┌──

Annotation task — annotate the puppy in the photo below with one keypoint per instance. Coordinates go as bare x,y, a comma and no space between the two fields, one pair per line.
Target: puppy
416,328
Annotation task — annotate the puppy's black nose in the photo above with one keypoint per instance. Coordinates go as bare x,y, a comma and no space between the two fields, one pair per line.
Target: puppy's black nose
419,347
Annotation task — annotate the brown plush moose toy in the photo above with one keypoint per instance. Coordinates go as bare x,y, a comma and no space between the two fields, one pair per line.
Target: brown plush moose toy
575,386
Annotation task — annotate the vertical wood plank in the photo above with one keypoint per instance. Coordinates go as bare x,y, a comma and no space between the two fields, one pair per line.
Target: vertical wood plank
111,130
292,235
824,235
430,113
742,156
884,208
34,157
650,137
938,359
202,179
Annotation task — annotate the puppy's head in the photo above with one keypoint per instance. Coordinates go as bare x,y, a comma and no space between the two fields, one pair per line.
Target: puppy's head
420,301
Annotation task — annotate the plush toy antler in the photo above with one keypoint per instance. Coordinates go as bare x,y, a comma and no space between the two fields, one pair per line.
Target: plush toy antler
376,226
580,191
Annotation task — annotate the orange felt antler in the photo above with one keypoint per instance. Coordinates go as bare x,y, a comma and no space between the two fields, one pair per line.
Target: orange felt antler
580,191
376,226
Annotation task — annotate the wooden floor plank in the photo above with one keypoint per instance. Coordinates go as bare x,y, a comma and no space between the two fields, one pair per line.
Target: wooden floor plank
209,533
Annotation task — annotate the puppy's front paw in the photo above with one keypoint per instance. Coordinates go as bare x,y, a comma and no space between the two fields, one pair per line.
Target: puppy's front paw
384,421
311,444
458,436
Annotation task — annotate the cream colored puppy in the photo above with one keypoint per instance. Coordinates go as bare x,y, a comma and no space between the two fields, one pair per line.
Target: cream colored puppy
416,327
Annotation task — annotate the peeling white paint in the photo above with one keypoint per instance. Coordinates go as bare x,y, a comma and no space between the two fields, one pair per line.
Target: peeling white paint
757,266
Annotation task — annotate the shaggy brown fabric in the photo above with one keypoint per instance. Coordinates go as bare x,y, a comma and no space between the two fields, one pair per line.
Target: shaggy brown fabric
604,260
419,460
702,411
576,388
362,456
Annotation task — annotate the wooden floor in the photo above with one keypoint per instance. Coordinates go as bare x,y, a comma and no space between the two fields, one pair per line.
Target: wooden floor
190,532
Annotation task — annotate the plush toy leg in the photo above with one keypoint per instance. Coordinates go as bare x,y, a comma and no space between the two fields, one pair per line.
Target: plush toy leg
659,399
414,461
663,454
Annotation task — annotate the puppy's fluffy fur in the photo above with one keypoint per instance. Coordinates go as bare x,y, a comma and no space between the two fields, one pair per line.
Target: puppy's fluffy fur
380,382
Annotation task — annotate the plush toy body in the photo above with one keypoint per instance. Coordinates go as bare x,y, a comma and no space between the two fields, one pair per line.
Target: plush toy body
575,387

└──

◆ TASK GOAL
Copy every line again, from the line containing "Annotation task — annotate the plush toy body" through the last line of the items, inclusive. Offset each coordinate in the answers by adding 82 to both numbers.

◆ SOLUTION TO THE PROBLEM
Annotation task — annotate the plush toy body in the photo above with one keypoint per instance. Coordinates go as bare x,y, a comma and no space between the two fields, one pair per line.
Target: plush toy body
657,469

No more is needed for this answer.